Friedrich von Schiller (1759 – 1805) was a German philosopher, physician, historian, poet, and playwright. While studying medicine at the Karlsschule Stuttgart, he wrote his first play: The Robbers. Although he secured a post as an army doctor in 1780, his love of philosophy and writing led to his appointment as professor of history at the University of Jena in 1789. While perhaps best known as one of Germany’s most important classical playwrights, he also authored many poems and philosophical essays.
Quotes by Friedrich von Schiller…
Nothing leads to good which is not natural.
Individual character is in the right that is in strict consistence with itself. Self-contradiction is the only wrong.
Egotism erects its center in itself; love places it out of itself in the axis of the universal whole. Love aims at unity, egotism at solitude. Love is the citizen ruler of a flourishing republic, egotism is a despot in a devastated land.
The man who fears nothing is as powerful as he who is feared by everybody.

- **INPUT DATA**
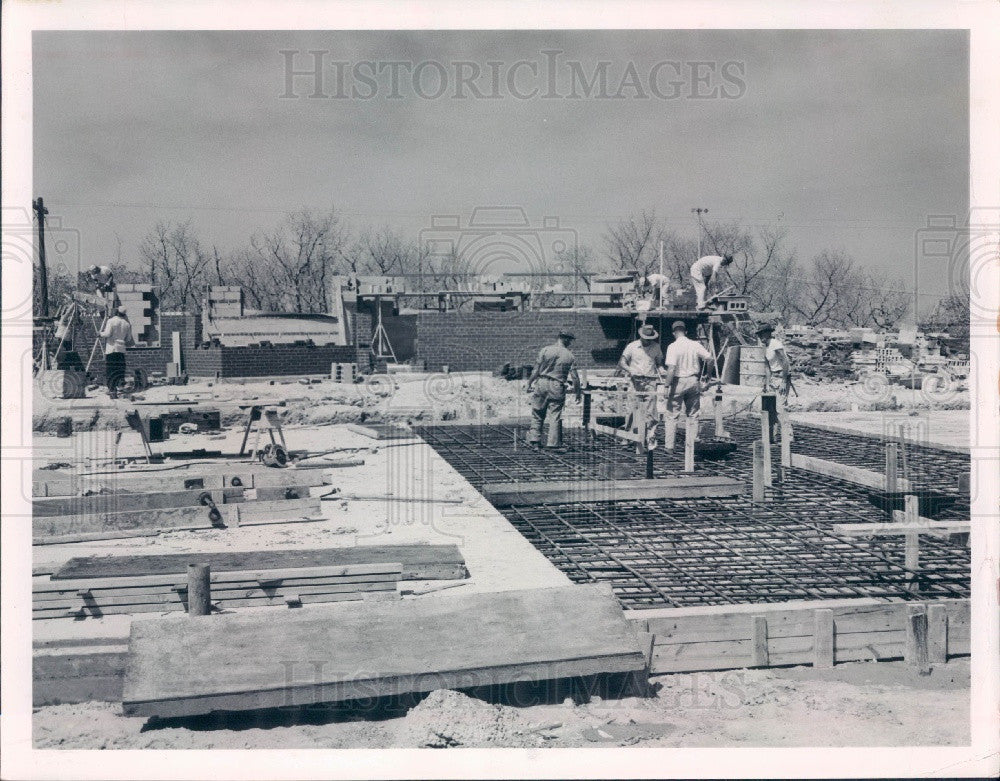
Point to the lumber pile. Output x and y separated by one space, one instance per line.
817 633
334 653
165 593
419 562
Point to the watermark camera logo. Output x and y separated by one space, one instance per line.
495 240
20 238
970 252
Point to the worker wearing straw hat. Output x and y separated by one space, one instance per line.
642 363
684 361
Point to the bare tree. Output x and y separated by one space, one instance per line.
633 243
825 291
177 265
297 261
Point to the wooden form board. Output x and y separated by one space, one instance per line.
850 474
719 638
99 504
165 593
419 562
506 494
78 674
381 431
177 481
372 649
172 518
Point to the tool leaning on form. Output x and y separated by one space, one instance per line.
555 366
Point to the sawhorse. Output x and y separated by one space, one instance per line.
270 415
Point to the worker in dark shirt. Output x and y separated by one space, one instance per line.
547 385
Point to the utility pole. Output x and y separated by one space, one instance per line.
699 210
38 205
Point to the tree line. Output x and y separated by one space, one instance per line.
290 267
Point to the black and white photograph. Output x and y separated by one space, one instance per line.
404 376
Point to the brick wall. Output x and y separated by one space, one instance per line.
276 361
152 359
484 341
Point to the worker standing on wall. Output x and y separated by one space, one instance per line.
684 361
642 363
547 384
103 279
117 335
777 373
704 272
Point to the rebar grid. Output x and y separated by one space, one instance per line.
717 551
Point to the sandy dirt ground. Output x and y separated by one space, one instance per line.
864 704
853 705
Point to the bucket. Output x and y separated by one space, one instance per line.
752 366
64 427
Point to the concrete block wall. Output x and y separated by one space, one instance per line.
276 361
484 341
151 359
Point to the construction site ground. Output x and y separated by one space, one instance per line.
857 704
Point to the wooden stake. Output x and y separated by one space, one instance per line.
937 634
199 589
720 430
786 444
690 436
669 432
915 652
891 467
758 471
760 655
823 638
765 438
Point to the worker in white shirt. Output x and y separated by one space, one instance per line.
704 272
777 373
642 363
684 362
117 335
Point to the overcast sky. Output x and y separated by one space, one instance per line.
850 139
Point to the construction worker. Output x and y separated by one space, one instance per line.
117 335
704 272
684 361
103 278
547 385
777 372
642 363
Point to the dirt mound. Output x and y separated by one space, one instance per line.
446 719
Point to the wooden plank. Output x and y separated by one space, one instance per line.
757 489
507 494
759 651
171 579
93 673
102 504
176 666
823 638
180 480
850 474
77 610
174 517
381 431
924 526
937 634
419 562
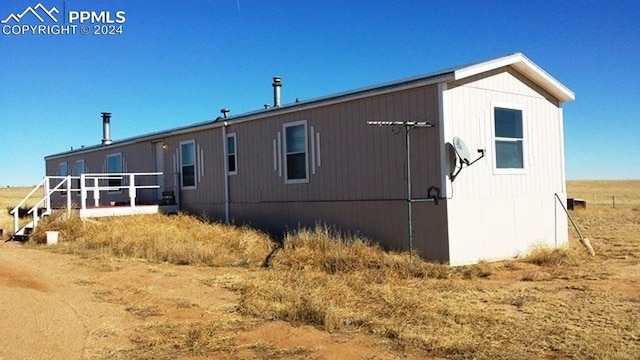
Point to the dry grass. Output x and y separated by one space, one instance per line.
553 303
179 239
9 198
447 312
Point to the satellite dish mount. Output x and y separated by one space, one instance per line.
462 154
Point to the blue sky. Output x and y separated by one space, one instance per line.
179 62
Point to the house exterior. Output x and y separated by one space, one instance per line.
319 161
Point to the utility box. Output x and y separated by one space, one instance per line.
575 203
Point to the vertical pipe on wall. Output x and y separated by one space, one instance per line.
225 161
409 197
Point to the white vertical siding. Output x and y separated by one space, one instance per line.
491 215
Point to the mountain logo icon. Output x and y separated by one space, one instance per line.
36 11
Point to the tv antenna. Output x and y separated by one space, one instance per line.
408 126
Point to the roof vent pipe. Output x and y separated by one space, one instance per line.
106 133
277 84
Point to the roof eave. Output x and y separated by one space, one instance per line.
525 66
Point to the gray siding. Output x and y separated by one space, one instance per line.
358 183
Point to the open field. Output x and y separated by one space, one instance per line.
175 287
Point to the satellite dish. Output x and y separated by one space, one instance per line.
461 150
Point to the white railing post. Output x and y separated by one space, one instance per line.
96 192
15 221
68 180
83 192
35 217
47 201
132 189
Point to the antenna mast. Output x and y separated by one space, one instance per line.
408 125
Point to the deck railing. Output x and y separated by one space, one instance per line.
87 184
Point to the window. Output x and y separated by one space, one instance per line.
508 134
188 164
79 171
232 160
114 166
297 168
63 171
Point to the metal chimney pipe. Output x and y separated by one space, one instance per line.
106 133
277 84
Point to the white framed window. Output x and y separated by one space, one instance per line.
296 152
188 164
63 170
232 155
114 166
79 170
509 138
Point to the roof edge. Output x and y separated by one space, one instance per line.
524 65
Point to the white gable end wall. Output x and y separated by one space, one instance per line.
497 213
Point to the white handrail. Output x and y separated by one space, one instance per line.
84 189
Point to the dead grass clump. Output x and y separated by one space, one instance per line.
543 256
179 239
331 252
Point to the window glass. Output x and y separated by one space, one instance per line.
508 138
508 123
79 171
188 156
231 154
296 138
509 155
296 151
114 165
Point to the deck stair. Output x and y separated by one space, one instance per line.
86 185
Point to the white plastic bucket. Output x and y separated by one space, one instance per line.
52 237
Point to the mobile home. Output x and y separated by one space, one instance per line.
459 165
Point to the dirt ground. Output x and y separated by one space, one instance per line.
57 306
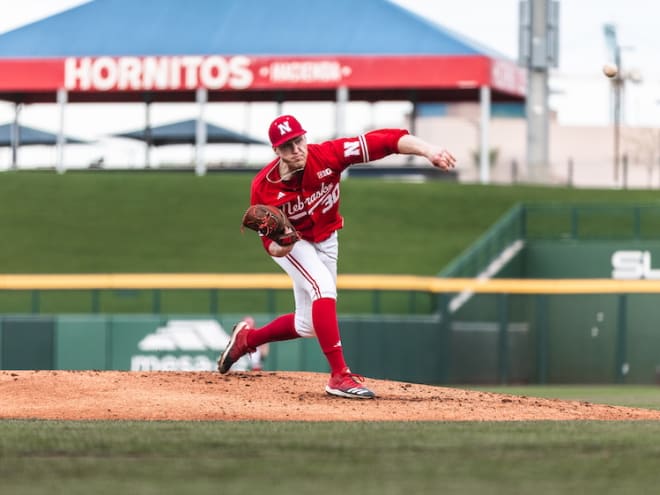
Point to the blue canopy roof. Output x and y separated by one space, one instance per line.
30 136
184 132
248 27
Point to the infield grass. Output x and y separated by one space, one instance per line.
46 457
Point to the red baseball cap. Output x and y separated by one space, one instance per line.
284 128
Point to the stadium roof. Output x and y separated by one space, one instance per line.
28 136
229 27
248 50
184 132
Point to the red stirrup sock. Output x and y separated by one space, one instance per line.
281 328
324 318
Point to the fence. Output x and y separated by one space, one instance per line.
543 331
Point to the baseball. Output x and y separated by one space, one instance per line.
610 70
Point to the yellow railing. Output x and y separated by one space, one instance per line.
348 282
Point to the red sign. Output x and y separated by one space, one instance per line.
235 73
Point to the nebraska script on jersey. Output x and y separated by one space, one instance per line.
310 198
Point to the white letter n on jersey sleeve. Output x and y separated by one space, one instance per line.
353 148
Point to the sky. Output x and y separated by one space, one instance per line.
580 93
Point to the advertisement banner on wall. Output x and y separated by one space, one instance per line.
172 345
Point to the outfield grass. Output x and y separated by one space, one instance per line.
89 222
95 222
45 457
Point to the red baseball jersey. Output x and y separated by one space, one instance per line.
310 198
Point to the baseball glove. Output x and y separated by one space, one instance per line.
270 222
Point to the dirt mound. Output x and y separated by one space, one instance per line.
272 396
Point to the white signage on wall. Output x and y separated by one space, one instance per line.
633 265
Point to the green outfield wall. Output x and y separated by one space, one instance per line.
527 325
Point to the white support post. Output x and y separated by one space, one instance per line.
484 139
200 132
62 97
340 113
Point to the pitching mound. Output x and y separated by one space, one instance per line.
271 396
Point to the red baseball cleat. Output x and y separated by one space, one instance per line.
345 384
236 348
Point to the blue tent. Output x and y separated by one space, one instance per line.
28 136
184 132
249 27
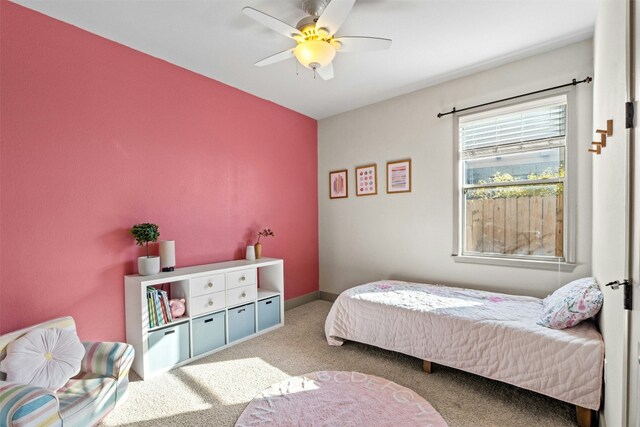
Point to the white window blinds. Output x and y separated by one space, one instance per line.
527 124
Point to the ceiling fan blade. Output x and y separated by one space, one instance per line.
362 44
334 15
269 21
276 57
325 72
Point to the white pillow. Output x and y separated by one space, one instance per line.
44 358
571 304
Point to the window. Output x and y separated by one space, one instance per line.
512 182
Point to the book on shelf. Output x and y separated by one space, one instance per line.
158 306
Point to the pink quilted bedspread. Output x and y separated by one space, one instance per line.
488 334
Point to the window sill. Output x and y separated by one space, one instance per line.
511 262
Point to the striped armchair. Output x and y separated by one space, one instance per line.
87 398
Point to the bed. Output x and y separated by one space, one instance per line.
489 334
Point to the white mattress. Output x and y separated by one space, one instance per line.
488 334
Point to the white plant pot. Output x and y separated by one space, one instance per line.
148 265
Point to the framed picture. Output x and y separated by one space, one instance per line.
399 176
338 184
366 180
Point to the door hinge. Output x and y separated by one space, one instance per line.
628 292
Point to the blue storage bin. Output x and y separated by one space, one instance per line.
208 333
268 312
242 321
168 346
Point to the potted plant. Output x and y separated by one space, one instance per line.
258 246
145 233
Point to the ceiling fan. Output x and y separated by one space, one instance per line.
314 34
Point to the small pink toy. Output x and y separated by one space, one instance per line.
177 307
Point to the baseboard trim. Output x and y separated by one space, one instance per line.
297 301
327 296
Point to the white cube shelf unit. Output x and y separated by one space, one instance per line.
226 303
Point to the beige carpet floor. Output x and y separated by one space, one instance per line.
213 391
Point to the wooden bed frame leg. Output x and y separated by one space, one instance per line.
584 416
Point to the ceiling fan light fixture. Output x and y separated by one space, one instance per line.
314 53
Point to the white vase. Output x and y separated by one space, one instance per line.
148 265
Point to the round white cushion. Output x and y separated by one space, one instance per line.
44 358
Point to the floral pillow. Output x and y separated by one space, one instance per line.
571 304
44 358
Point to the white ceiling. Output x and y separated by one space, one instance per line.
433 41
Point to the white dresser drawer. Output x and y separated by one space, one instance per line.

- **TASK OBJECTIVE**
Can you rewrite the part of the Schiller text that begins with "Friedrich von Schiller (1759" and ends with "and philosophical essays.", replacing "historian" with "scholar"?

- **EXERCISE OUTPUT**
Friedrich von Schiller (1759 – 1805) was a German philosopher, physician, scholar, poet, and playwright. While studying medicine at the Karlsschule Stuttgart, he wrote his first play: The Robbers. Although he secured a post as an army doctor in 1780, his love of philosophy and writing led to his appointment as professor of history at the University of Jena in 1789. While perhaps best known as one of Germany’s most important classical playwrights, he also authored many poems and philosophical essays.